▶ [Dataset rows]:

┌────────

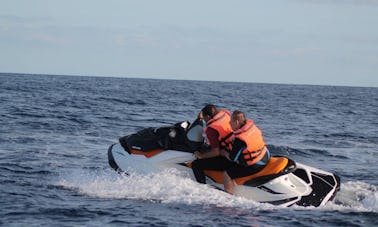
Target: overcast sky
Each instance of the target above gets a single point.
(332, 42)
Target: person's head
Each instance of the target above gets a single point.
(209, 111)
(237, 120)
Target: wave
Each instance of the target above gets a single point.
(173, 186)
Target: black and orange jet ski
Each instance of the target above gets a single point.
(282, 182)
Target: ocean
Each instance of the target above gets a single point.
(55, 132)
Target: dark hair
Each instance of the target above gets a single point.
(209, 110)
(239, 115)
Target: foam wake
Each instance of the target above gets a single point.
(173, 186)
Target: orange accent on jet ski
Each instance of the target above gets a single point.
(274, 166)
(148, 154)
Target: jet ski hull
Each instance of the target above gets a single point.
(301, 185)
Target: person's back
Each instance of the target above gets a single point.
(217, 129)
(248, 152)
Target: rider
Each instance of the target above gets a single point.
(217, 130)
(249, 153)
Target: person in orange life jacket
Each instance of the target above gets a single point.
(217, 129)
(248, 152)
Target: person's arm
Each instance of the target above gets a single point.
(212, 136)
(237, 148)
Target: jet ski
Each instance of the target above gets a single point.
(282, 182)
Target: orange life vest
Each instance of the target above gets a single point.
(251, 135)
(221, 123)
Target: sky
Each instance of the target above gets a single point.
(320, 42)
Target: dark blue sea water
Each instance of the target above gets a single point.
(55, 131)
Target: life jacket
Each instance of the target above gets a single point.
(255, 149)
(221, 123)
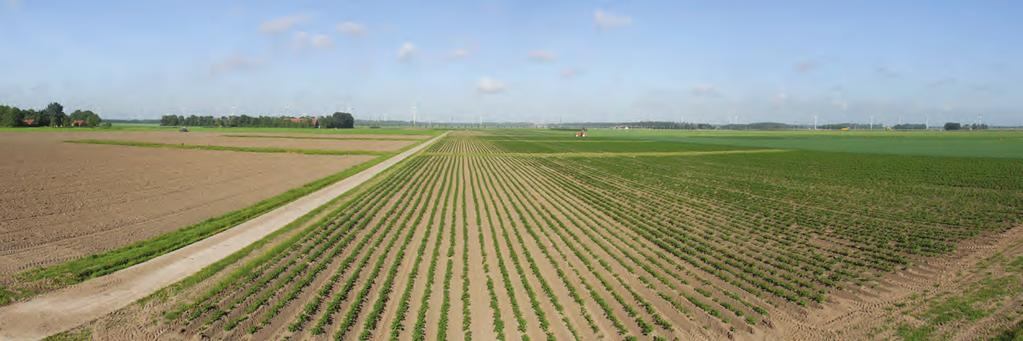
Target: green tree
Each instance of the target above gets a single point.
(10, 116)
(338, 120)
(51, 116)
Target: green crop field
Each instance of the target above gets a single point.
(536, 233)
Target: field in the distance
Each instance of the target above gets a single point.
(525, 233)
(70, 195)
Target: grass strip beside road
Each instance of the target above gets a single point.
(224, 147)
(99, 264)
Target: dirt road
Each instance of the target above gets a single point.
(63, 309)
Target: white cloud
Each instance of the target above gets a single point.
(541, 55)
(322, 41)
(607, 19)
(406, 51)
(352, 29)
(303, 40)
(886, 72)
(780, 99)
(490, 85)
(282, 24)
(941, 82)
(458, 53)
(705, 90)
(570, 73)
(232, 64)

└────────

▶ [Exercise task]: Convert all the records above into a two-column CSV with the headers instruction and points. Give one row per record, put each field in double quotes with its line breaks turned into spaces, and leave out the pictures.

▶ [Correct result]:
instruction,points
"Target: overcast sky Each instance of the target above gets a single point.","(332, 42)"
"Target: person's head Each instance of the target above gets a single point.","(209, 111) (237, 120)"
"Target: wave Each instance of the target above gets a single point.","(173, 186)"
"Target: black and orange jet ski Each instance of the target above gets a single point.","(282, 182)"
"Target: ocean Each instance of the target above gets a single point.","(55, 132)"
"Target: dark hair Each instance of the target above gets a single point.","(209, 110) (239, 115)"
"Target: foam wake Each instance of the target above gets a single point.","(173, 186)"
"Target: orange accent on jet ski Each instance of the target above gets a single point.","(274, 166) (148, 154)"
"Target: jet ski hull Each instance of the target above gets a single point.","(301, 185)"
"Target: person's back Each instance of the target above gets a single point.","(217, 129) (248, 152)"
"Target: rider Each instance of the target above gets a single point.","(217, 130) (249, 153)"
"Target: person in orange life jacket Each instance of the target above gets a single point.","(217, 129) (248, 152)"
"Target: person's arm Each instance of the target above gets a single point.","(212, 136) (237, 148)"
"Target: jet ski Each instance of the target above gets a single point.","(282, 182)"
"Target: orange life vest Each instance of the target above gets a single point.","(251, 135) (221, 123)"
"Target: sky Each instance of the target above gets a single point.","(320, 42)"
"Target: dark blue sea water Each instance of the target above gets a single point.","(55, 131)"
"Target: life jacket Each instance of the target above gets a single point.","(255, 149) (221, 123)"
"Target: green tree Each instance of the target above gets a single point.","(10, 116) (338, 120) (51, 116)"
"Target: green crop field Each instance of the target above gets a single point.","(536, 233)"
"Target: field in the distance Each instance of the target above gets a single point.","(525, 233) (70, 195)"
"Target: grass strip beside road Each instance of the target above gets a single point.","(224, 147) (99, 264)"
"Target: dirt road Each instance of the target above gets a single point.","(63, 309)"
"Target: white cloud Each instance of the target above gets a single point.","(541, 55) (322, 41) (607, 19) (406, 51) (352, 29) (303, 40) (886, 72) (780, 99) (490, 85) (282, 24) (941, 82) (458, 53) (705, 90) (570, 73) (232, 64)"